Extracted records:
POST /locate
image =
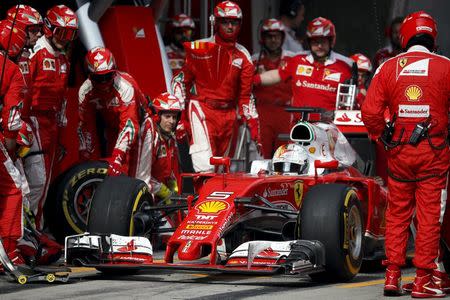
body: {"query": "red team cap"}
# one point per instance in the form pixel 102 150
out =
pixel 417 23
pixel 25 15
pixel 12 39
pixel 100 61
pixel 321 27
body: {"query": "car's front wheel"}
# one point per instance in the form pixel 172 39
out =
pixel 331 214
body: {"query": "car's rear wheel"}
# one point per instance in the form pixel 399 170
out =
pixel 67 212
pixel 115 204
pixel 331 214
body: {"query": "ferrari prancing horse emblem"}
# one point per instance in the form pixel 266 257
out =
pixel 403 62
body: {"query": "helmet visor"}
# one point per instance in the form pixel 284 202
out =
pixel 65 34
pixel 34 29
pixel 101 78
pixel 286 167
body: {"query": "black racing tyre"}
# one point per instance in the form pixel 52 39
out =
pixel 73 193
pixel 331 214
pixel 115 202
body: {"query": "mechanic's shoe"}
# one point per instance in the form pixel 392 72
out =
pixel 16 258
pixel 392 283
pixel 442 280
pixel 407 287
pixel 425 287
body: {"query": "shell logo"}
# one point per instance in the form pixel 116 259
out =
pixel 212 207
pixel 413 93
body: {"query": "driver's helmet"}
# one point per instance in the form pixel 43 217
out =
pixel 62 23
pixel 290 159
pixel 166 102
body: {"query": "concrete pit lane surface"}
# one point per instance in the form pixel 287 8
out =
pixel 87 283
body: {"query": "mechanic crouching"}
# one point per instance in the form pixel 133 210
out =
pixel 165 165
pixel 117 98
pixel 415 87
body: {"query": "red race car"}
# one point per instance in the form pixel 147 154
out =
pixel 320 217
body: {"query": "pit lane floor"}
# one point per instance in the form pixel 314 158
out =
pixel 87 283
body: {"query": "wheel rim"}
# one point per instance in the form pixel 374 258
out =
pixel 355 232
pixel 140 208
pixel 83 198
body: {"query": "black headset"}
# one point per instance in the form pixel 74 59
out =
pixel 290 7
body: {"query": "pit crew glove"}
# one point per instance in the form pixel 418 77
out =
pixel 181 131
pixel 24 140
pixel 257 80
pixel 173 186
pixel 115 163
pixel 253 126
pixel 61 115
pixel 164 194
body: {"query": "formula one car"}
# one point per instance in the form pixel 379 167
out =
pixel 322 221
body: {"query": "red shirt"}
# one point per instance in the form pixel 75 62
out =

What the task requires:
Recast everything from the start of the records down to and including the line that contains "pixel 290 7" as a numbered list, omitting any blank lines. Leave the pictures out of your answer.

Solved exercise:
1. POST /locate
2. image =
3. body: {"query": "red team cap"}
4. # one point per instance in the form pixel 102 150
5. out =
6. pixel 417 23
7. pixel 25 15
8. pixel 12 39
9. pixel 100 61
10. pixel 321 27
11. body: {"query": "car's front wheel"}
12. # one point per instance in the form pixel 172 39
13. out =
14. pixel 331 214
15. body: {"query": "car's rear wheel"}
16. # one point per instance in the form pixel 399 170
17. out =
18. pixel 67 212
19. pixel 115 204
20. pixel 331 214
21. body: {"query": "ferrari prancing horse emblem"}
22. # one point per instance in the form pixel 266 257
23. out =
24. pixel 403 62
25. body: {"query": "helmet visor"}
26. # one point per instance in the form pixel 284 202
27. out =
28. pixel 65 34
29. pixel 34 29
30. pixel 101 78
31. pixel 286 167
32. body: {"query": "black racing tyre"}
33. # one point per instance in the form pixel 52 39
34. out =
35. pixel 73 193
36. pixel 331 214
37. pixel 115 202
38. body: {"query": "mechanic's shoe"}
39. # one point per instance in the form pixel 392 72
40. out =
41. pixel 16 258
42. pixel 392 283
43. pixel 442 280
44. pixel 407 287
45. pixel 425 287
46. body: {"query": "shell logo"}
47. # one point per instance in the form pixel 116 259
48. out =
49. pixel 212 207
50. pixel 413 93
51. body: {"query": "driver's helmet"}
52. # one point per instance in the form pixel 43 217
53. out =
54. pixel 62 23
55. pixel 290 159
56. pixel 166 102
57. body: {"query": "concrete pit lane surface"}
58. # one point per instance in the form pixel 287 8
59. out =
60. pixel 87 283
61. body: {"query": "mechanic crouching"}
62. # one point per instance in the form pixel 133 210
63. out =
64. pixel 165 165
65. pixel 117 98
66. pixel 415 87
67. body: {"query": "red race car"}
68. # one point per instance in the form pixel 147 154
69. out =
70. pixel 320 217
71. body: {"query": "pit lane floor"}
72. # one point per instance in the form pixel 314 158
73. out =
74. pixel 87 283
75. body: {"query": "wheel rim"}
76. # one point per instance in the form pixel 374 258
77. out =
78. pixel 355 232
79. pixel 140 208
80. pixel 83 198
81. body: {"query": "black headset"}
82. # one point per instance in the form pixel 74 59
83. out =
84. pixel 290 7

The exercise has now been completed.